[This blog post was written by Stephen C. Edgerton, who donated the collection to Private Collections, Special Collections Section, and is volunteering under the supervision of Fran Tracy-Walls, Private Manuscripts Archivist.]
In Recognition of Women’s History Month (March 2017): Focus on Researching Women in History, from the McKay, McPherson, and McNeill Private Papers (PC.2144)
Farmer’s Daughter

Ella McKay, RN, with a Confederate veteran at the Old Soldiers Home in Raleigh, North Carolina, ca. 1917. From PC.2144, State Archives of North Carolina
Ella Currie McKay was born in 1888, the daughter of a progressive, North Carolina farmer with 75 acres of sandy, arable land in Robeson County. A highly resourceful man, her father managed to send four of his nine children—two girls and two boys—to college. Three of them became medical professionals—two doctors and one registered nurse. Ella was that nurse.
At age twenty-four in 1911, Ella graduated from Philadelphus High School. At Red Springs, a mile away, she attended and graduated from Flora MacDonald College for women, and in time, Whitehead-Stokes Sanatorium Nursing School in Salisbury, North Carolina. Her professional nursing career began in May of 1917 at the Confederate Soldiers Home in Raleigh. Her many letters to her family at this time reveal thoughts about her two brothers, doctors serving in the war, and about whether she should join in the fight.

[Records from a dataset]
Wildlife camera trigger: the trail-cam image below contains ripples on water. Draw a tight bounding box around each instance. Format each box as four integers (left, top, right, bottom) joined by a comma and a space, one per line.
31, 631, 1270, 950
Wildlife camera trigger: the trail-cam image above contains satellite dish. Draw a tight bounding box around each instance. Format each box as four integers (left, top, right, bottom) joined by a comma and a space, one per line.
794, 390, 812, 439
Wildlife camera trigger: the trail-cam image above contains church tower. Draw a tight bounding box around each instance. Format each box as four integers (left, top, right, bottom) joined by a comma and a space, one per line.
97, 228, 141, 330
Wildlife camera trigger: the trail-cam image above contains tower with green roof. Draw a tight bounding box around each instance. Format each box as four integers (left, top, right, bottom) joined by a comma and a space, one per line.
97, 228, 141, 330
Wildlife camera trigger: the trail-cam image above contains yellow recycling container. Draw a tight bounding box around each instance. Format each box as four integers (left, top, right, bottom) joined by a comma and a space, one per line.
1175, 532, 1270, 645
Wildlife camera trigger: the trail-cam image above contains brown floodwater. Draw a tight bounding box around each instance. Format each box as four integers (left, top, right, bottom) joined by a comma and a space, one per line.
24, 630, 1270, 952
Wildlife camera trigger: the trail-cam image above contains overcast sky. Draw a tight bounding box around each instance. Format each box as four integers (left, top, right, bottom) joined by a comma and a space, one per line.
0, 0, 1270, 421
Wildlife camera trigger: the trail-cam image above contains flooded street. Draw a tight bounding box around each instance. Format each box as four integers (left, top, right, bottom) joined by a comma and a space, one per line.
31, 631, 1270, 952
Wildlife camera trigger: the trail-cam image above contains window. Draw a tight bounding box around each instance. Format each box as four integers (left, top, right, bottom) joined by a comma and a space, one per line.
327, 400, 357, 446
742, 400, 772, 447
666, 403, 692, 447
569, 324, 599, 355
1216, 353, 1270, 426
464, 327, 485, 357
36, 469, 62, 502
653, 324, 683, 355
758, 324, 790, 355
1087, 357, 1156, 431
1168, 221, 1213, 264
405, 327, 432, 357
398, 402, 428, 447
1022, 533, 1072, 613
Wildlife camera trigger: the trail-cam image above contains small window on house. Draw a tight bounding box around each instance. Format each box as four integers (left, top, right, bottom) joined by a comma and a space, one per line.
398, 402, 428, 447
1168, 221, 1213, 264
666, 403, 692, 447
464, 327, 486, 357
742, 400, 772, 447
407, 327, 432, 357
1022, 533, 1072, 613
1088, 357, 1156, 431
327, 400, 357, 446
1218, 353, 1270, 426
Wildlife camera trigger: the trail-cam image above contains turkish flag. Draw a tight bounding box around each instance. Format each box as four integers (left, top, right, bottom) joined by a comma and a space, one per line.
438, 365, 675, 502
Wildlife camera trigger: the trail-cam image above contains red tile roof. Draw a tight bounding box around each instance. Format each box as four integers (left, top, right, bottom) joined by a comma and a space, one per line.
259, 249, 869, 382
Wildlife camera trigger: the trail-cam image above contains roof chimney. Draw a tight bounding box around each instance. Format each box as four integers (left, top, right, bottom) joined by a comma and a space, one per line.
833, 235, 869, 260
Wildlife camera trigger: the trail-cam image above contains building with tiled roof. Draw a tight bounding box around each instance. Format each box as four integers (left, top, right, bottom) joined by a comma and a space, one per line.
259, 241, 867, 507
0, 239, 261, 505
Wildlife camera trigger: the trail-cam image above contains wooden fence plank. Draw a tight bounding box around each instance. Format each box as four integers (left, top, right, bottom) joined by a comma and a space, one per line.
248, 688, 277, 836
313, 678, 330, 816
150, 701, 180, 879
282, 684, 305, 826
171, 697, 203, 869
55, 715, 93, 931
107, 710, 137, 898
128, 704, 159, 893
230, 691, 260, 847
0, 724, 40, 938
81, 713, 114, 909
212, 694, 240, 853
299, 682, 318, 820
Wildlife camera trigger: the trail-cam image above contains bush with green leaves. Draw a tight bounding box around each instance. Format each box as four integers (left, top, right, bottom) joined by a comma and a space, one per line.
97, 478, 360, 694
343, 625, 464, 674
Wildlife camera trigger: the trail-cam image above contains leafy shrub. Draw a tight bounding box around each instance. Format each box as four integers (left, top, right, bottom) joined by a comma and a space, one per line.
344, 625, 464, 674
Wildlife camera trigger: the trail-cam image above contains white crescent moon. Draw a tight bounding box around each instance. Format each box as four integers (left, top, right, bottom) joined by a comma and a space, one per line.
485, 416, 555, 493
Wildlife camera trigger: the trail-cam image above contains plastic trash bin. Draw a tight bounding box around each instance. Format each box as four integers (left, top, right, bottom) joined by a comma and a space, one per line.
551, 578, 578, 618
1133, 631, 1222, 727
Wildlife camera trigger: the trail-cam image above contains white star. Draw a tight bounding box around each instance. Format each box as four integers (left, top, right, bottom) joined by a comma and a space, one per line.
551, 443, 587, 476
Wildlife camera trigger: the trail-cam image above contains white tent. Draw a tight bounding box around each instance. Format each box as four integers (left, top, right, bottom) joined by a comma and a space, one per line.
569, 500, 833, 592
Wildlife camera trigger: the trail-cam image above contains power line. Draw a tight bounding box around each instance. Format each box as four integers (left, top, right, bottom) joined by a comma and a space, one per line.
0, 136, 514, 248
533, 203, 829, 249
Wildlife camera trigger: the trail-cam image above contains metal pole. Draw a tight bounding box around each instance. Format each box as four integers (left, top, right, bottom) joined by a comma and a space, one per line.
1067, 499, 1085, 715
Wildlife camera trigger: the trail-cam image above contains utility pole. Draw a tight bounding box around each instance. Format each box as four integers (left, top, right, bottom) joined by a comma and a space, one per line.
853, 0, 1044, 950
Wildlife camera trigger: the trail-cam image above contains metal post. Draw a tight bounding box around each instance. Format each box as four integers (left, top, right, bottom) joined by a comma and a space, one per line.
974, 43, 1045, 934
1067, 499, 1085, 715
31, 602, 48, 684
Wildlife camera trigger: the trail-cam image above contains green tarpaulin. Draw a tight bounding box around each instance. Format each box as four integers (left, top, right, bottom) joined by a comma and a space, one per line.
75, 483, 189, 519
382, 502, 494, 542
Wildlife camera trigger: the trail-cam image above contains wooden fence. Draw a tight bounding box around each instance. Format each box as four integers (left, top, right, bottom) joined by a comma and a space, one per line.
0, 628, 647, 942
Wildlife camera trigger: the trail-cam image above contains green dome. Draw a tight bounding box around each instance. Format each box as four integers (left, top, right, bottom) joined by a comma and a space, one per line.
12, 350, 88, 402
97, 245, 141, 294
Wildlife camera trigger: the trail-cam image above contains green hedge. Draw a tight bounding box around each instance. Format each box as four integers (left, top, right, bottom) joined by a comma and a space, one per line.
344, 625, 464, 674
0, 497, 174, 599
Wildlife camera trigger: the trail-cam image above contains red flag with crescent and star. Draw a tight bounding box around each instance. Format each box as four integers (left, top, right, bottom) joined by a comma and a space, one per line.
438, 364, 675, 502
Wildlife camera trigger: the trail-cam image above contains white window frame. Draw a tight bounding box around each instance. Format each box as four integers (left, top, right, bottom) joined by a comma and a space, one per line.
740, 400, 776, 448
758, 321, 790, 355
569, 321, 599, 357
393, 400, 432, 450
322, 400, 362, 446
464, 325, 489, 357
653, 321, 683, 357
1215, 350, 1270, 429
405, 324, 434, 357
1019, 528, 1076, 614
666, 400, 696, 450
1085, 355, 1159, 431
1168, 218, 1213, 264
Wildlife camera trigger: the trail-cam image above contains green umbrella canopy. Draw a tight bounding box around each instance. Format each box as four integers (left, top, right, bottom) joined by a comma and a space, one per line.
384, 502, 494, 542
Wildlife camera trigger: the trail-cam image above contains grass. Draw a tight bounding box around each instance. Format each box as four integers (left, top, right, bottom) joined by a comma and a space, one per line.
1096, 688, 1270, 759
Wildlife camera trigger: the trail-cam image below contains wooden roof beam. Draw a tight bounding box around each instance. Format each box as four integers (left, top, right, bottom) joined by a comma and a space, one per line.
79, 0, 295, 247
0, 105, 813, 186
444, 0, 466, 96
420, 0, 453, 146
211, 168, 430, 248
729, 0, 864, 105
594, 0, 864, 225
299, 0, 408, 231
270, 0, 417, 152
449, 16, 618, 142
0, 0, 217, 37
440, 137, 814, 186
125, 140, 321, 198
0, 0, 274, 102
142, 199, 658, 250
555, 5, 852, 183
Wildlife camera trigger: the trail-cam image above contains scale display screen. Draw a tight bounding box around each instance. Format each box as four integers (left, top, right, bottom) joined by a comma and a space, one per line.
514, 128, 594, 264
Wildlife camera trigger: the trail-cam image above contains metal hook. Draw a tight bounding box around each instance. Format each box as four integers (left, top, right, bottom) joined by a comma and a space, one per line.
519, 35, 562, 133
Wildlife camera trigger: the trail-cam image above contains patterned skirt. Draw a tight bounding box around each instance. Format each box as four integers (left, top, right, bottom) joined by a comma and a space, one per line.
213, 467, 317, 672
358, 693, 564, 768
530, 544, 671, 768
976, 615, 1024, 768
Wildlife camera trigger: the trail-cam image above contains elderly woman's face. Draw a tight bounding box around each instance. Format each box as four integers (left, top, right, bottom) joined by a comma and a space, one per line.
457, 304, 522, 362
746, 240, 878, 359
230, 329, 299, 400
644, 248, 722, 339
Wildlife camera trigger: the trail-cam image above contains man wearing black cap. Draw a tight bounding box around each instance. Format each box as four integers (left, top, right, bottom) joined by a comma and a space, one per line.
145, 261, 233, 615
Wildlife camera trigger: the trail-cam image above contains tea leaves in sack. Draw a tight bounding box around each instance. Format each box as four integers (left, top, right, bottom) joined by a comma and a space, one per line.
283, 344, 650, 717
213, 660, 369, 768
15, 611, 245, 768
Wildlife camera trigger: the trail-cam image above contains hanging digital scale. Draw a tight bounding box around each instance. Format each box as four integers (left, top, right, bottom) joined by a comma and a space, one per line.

[Task instructions]
1. Transcribe the part of the Ella McKay post starting at "At age twenty-four" and ending at "in the fight.".
2. Pick up the Ella McKay post at the point where it stops and keep writing.
The records have nothing to do with the Ella McKay post.

[Numbered responses]
1.
At age twenty-four in 1911, Ella graduated from Philadelphus High School. At Red Springs, a mile away, she attended and graduated from Flora MacDonald College for women, and in time, Whitehead-Stokes Sanatorium Nursing School in Salisbury, North Carolina. Her professional nursing career began in May of 1917 at the Confederate Soldiers Home in Raleigh. Her many letters to her family at this time reveal thoughts about her two brothers, doctors serving in the war, and about whether she should join in the fight.

2.
“Oh, this is hell here now”
Just prior to the end of World War I, in September of 1918, Ella joined the U.S. Army as a Red Cross nurse. Her first posting was at the military hospital at Camp Meade, Maryland, nursing the wounded and afflicted soldiers. Within ten days she contracted Spanish Influenza. Too ill to work, she was kept isolated from her patients and others for weeks. Her eyes remained “glued shut,” she said, and her back ached as if it would break. But her symptoms were more merciful than those suffered by the soldiers she encountered once she again took up their care. She surely was now squarely on the front lines of the flu epidemic of 1918, estimated today to have killed more people worldwide in the short time it raged than all those who died in the four years of the First World War.